● **ABOUT THIS TASK**: Everything in the records is to be written out exactly, except the pictures.
************
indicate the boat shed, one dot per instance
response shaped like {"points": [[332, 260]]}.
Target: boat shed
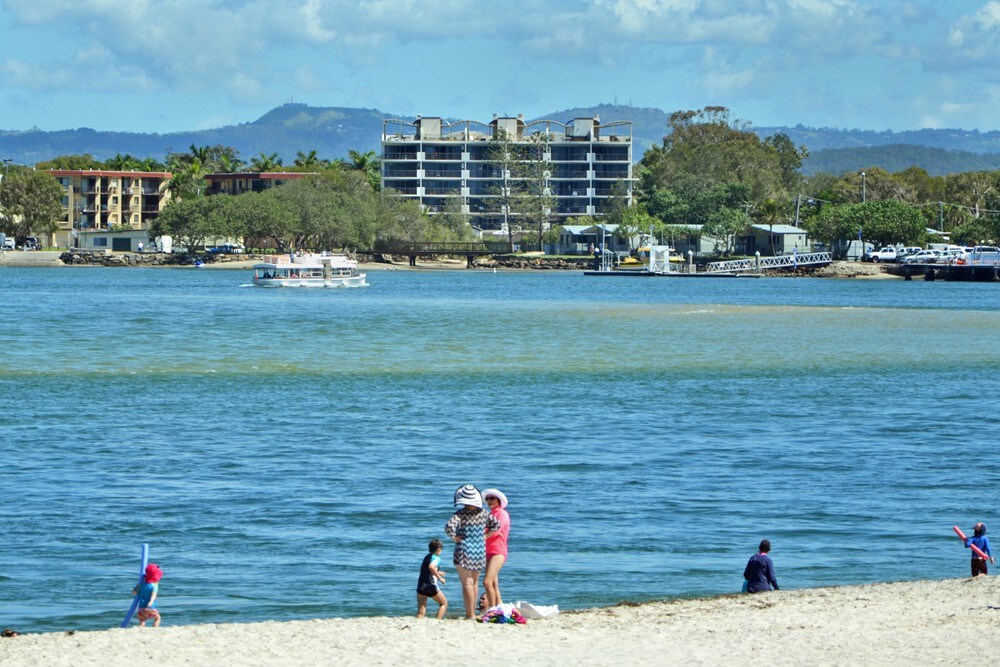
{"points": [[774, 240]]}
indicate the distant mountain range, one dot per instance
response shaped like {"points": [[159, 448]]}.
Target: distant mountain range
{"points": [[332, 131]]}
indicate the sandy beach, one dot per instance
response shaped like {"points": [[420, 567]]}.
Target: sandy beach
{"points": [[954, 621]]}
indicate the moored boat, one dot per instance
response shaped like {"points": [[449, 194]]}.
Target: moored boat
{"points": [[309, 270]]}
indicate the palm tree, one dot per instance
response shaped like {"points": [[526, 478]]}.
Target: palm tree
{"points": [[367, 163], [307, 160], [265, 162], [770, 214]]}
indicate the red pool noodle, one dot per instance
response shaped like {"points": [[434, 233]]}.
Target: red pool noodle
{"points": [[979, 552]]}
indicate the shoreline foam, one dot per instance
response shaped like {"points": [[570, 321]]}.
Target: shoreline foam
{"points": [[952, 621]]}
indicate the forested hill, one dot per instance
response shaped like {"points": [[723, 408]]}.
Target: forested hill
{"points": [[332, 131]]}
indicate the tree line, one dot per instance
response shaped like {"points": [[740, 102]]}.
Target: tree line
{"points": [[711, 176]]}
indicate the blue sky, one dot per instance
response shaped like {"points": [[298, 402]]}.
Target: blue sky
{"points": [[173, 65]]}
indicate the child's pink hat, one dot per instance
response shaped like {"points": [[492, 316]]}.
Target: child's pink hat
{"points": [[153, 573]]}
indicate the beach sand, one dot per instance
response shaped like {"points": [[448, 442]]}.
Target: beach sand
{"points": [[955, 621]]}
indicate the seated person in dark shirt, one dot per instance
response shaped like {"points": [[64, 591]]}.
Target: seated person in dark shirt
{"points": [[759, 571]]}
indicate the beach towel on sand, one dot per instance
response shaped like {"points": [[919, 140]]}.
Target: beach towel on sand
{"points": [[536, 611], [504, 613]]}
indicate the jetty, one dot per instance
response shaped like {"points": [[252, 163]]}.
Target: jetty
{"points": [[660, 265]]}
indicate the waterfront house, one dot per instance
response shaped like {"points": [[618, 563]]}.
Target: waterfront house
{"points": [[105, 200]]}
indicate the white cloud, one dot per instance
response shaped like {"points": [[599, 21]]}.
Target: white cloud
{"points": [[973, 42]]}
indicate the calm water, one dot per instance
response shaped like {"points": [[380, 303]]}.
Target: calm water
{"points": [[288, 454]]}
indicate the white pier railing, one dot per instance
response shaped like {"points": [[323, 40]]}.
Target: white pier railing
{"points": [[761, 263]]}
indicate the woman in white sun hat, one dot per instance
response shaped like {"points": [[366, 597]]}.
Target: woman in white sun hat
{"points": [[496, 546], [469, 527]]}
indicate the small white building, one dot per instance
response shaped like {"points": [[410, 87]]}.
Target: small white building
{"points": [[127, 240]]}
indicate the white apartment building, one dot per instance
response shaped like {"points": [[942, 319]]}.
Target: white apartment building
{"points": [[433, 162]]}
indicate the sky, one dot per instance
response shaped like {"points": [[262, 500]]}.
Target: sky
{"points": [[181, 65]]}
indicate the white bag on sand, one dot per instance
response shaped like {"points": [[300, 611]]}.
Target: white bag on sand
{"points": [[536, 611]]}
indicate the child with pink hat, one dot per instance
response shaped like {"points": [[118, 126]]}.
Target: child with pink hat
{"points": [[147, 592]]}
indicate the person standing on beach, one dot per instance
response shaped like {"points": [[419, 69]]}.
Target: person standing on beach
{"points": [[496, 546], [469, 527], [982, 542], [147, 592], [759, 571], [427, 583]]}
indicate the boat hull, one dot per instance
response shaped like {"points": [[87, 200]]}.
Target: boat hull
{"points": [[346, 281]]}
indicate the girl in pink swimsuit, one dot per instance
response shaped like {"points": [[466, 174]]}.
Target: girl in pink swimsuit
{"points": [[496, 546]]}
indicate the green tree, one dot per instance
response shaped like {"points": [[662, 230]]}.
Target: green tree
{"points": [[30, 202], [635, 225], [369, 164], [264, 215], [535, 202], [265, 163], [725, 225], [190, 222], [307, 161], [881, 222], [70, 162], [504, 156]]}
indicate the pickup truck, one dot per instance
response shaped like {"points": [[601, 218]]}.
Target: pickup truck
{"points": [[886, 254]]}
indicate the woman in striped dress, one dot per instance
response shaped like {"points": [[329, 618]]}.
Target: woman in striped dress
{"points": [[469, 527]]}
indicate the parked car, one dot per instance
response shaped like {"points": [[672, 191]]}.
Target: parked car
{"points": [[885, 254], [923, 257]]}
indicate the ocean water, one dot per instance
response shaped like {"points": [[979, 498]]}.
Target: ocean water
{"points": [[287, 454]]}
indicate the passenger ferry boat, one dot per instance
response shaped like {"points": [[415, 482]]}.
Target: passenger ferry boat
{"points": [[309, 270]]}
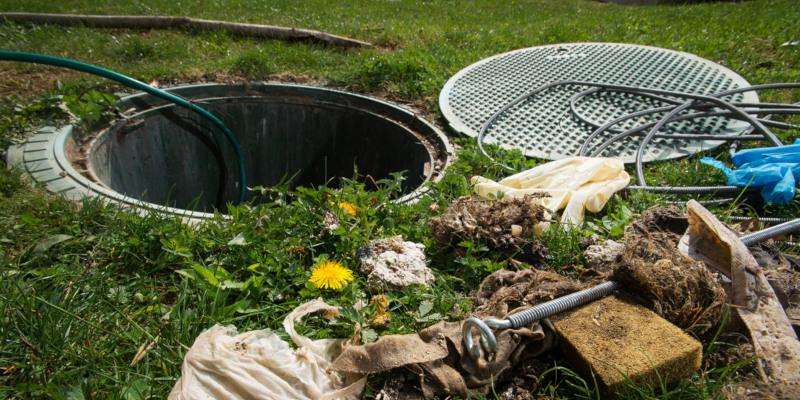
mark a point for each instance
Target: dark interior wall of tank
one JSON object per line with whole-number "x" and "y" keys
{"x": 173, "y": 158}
************
● **EXERCISE RESPONSE**:
indicate the boat shed, one dot per instance
response shaped like {"points": [[332, 260]]}.
Target: boat shed
{"points": [[774, 240]]}
indicate the distant mountain range, one dot per instance
response shaped like {"points": [[159, 448]]}.
Target: distant mountain range
{"points": [[332, 131]]}
indicate the sandy beach, one dot per instance
response shaped like {"points": [[420, 567]]}.
Target: sandy beach
{"points": [[954, 621]]}
indicate the moored boat, one dot per instance
response shaped like {"points": [[449, 194]]}.
Target: moored boat
{"points": [[309, 270]]}
indicate the palm tree, one dot per instance
response shaped like {"points": [[526, 478]]}.
Target: palm tree
{"points": [[367, 163], [307, 160], [265, 162], [770, 214]]}
indicate the red pool noodle, one dot per instance
response shaped like {"points": [[434, 233]]}.
Target: red pool noodle
{"points": [[979, 552]]}
indicate the shoreline foam, one dot per instance
response shaped like {"points": [[570, 321]]}.
Target: shoreline foam
{"points": [[952, 621]]}
indicate the forested hill, one dot per instance
response shaped like {"points": [[723, 408]]}.
Target: forested hill
{"points": [[332, 131]]}
indicate the tree line, one dot per instance
response shaped like {"points": [[740, 102]]}.
Target: tree line
{"points": [[711, 176]]}
indicate the blue sky, one dot per instance
response shaped like {"points": [[298, 402]]}.
Target: blue sky
{"points": [[173, 65]]}
indicate the child's pink hat, one dot per instance
response shaped like {"points": [[492, 316]]}.
Target: child's pink hat
{"points": [[153, 573]]}
indicate the beach sand, one dot per instance
response shaped like {"points": [[448, 442]]}.
Target: beach sand
{"points": [[955, 621]]}
indicate the seated person in dark shirt, one dot per instance
response shaped like {"points": [[64, 591]]}.
Target: seated person in dark shirt
{"points": [[759, 571]]}
indicate the beach towel on sand, one dot per instance
response shaped like {"points": [[919, 140]]}.
Target: beach towel on sand
{"points": [[536, 611], [504, 613]]}
indicate the jetty, one dot per instance
response shaped like {"points": [[252, 163]]}.
Target: jetty
{"points": [[660, 265]]}
indicate the waterfront house, one dot per instance
response shaped like {"points": [[618, 563]]}.
Target: waterfront house
{"points": [[105, 200]]}
indicate the white cloud, one dot per instance
response shaped like {"points": [[599, 21]]}.
Target: white cloud
{"points": [[973, 42]]}
indicate the calm water, one dot per instance
response shaped like {"points": [[380, 303]]}.
Target: calm water
{"points": [[288, 454]]}
indicate the white pier railing, one dot per instance
response shaped like {"points": [[323, 40]]}.
Target: white pier railing
{"points": [[761, 263]]}
indicate the woman in white sun hat, one dot per instance
response shaped like {"points": [[366, 597]]}.
Target: woman in white sun hat
{"points": [[496, 546], [469, 527]]}
indicate the small white building, one dot per instance
response shaped like {"points": [[410, 87]]}.
Target: small white building
{"points": [[127, 240]]}
indicate the white apartment building, one dot per instance
response shaped like {"points": [[942, 319]]}.
Target: white apartment building
{"points": [[433, 162]]}
indicate the sky, one dot per instance
response shaped like {"points": [[262, 500]]}.
Target: sky
{"points": [[181, 65]]}
indicate the white bag on sand, one dot per instance
response shaped like {"points": [[300, 611]]}.
Target: white bag on sand
{"points": [[536, 611]]}
indicate the child with pink hat, one dot per instance
response shaped like {"points": [[118, 126]]}.
Target: child with pink hat
{"points": [[147, 592]]}
indicate the person standing on beach, one dot per instance
response shaped like {"points": [[419, 69]]}.
Target: person standing on beach
{"points": [[496, 546], [469, 527], [982, 542], [147, 592], [759, 571], [427, 583]]}
indicate the boat hull, one dot per instance
response shaped like {"points": [[87, 200]]}.
Target: boat hull
{"points": [[346, 281]]}
indicate the girl in pink swimsuit, one dot per instance
response shaped like {"points": [[466, 174]]}.
Target: girl in pink swimsuit
{"points": [[496, 546]]}
indicate the green tree, one dot per instance
response shaped like {"points": [[662, 230]]}.
Target: green tree
{"points": [[30, 202], [635, 225], [369, 164], [264, 215], [535, 202], [265, 163], [725, 225], [190, 222], [307, 161], [881, 222], [70, 162], [504, 156]]}
indicate the pickup truck, one dot per instance
response shaped like {"points": [[601, 218]]}.
Target: pickup truck
{"points": [[886, 254]]}
indicate the woman in striped dress, one dot per instance
response shaped like {"points": [[329, 618]]}.
Target: woman in striped dress
{"points": [[469, 527]]}
indicate the parked car, one dot per instance
response shaped like {"points": [[672, 191]]}.
Target: parked car
{"points": [[885, 254], [923, 257]]}
indicate the ocean water, one dot per instance
response shaped like {"points": [[979, 498]]}.
Target: ocean water
{"points": [[287, 454]]}
indicate the passenger ferry boat, one dot per instance
response shaped like {"points": [[415, 482]]}.
Target: passenger ferry boat
{"points": [[309, 270]]}
mark a point for each instance
Target: dark interior wall of tank
one JSON object per line with whole-number "x" and "y" keys
{"x": 173, "y": 158}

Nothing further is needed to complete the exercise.